L’article est à retrouver dans Le Bonbon Nuit
Dans ce terrifiant début d’été où la haine et le fascisme sont au porte du pouvoir, parler de cinéma peut sembler dérisoire, nos yeux inquiets bien plus rivées sur la Netflixation de la politique française plutôt que dans nos bien aimées salles de cinéma. Et pourtant, il n’a jamais été aussi nécessaire d’en parler, porter très haut un message d’union face à l’arrivée de l’extrême-droite au pouvoir qui ferait tomber le pays dans le chaos culturel, ne serait-ce que par la remise en question à la fois des aides publiques et du statut d’intermittent du spectacle, pour ne citer que ces deux « promesses » désastreuses du camp de l’inhumain et de la détestation de l’autre. Alors tâchons tous de mettre la bonne enveloppe le 30 juin, et éteindre ce feu de Bengale qui menace, et soulager notre pays d’un cataclysme historique. Aller voter, voilà bien là seule véritable raison valable pour ne pas aller au cinéma. Mais avant cette date fatidique, immergeons nous avec bonheur dans la mer de Hong Sang-soo (« In Water »), perdons nous dans la mythologie bretonne (« Camping du lac »), et prenons la route du mal avec Yorgos Lanthimos (« Kinds of Kindness »).

(Extrait d’un fichier de données)
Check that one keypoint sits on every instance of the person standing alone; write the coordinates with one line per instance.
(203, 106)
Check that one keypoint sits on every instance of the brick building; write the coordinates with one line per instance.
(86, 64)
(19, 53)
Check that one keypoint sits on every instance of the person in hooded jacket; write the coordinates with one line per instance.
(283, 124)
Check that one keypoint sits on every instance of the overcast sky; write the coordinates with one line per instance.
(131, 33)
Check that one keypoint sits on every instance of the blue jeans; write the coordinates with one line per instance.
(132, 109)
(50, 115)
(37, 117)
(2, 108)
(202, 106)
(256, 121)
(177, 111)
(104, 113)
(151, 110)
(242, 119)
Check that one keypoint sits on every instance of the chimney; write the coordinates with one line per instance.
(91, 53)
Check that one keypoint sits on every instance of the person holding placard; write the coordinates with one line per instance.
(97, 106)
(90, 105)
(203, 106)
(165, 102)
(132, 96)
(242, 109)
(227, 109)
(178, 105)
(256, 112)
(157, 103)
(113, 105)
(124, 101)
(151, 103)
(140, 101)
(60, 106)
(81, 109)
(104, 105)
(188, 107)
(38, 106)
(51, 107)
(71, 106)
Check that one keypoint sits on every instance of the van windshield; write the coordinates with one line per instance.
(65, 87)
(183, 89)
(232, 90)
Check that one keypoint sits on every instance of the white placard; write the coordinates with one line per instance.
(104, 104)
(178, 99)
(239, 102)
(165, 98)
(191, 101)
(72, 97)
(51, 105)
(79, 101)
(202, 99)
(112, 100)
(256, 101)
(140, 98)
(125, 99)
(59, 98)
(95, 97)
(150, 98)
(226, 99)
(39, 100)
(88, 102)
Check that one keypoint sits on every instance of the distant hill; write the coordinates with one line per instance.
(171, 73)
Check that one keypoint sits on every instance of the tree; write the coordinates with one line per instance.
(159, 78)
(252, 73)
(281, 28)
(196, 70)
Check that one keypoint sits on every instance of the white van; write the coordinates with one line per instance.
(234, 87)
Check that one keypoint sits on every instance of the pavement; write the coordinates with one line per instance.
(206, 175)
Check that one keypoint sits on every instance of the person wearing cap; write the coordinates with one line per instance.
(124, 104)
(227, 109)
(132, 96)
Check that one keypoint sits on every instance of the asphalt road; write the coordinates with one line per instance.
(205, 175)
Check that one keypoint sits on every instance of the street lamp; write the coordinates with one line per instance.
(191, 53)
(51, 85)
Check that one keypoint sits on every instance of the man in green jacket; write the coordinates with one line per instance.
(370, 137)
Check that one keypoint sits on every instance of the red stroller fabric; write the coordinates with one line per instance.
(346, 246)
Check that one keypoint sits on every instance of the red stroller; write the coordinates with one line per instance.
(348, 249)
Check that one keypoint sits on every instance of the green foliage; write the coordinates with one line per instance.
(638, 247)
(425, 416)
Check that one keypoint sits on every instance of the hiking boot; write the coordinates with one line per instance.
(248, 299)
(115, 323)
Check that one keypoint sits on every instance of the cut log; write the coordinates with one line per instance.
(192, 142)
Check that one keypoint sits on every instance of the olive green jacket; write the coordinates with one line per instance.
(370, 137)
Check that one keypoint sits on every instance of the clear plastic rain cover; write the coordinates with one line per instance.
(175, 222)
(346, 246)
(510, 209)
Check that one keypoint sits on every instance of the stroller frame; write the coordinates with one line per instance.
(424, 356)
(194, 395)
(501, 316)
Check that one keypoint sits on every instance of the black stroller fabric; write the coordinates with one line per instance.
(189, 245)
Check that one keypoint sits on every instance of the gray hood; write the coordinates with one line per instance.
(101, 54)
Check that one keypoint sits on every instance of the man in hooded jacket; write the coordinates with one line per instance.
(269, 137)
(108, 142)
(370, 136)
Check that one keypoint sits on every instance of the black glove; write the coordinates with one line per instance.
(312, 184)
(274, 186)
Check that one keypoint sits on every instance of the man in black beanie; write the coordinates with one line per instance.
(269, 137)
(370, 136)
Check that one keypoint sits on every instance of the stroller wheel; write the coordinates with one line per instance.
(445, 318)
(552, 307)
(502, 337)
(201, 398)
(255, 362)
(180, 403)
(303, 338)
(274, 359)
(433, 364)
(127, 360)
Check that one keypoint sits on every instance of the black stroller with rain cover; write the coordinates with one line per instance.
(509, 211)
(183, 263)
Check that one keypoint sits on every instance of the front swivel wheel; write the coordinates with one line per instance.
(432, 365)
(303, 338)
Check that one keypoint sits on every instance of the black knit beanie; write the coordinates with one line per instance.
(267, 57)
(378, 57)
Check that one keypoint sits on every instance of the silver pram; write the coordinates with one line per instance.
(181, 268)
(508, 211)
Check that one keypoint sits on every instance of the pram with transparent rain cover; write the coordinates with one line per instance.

Travail demandé
Rédigez la suite de la chronique sur les sorties de cinéma en reprenant juste après sa dernière phrase.

Réponse attendue
- Flou artistique : IN WATER
Là où il utilisait l’architecture inversée pour nous parler de sa dépression dans Walk Up en début d’année, Hong Sang-soo revient à la poésie, et avec elle, les souvenirs de ses débuts. Il utilise une image floutée en vapeur d’une mémoire défaillante, filme le beau invisible (une fleur emprisonnée dans un muret, la couleur turquoise de la mer, une femme qui ramasse des déchets), et nous rappelle avec candeur que son cinéma n’est le fruit que du hasard et de l’instinct. Le jeune cinéaste n’a pas de scénario pour son court-métrage, mais se laisse aller au gré d’une rencontre fortuite pour le bâtir. Il y a aussi la solitude du metteur en scène (très belle scène où il fixe l’horizon pendant que le caméra-man et l’actrice s’amuse en premier plan), la recherche égoïste de reconnaissance et « d’honneur » à devenir cinéaste, le défi de l’argent et une forme de mendicité artistique pour s’en sortir. C’est aussi une histoire de fantôme, son propre fantôme qui surgit à la face de l’actrice pour lui souffler un sublime « Reprends tes esprits », comme un appel d’outre-tombe de HSS à lui-même. Puis ces quelques notes de piano qui concluent 1h06 hors du temps et de l’espace, 1h06 vertigineuse et sublime.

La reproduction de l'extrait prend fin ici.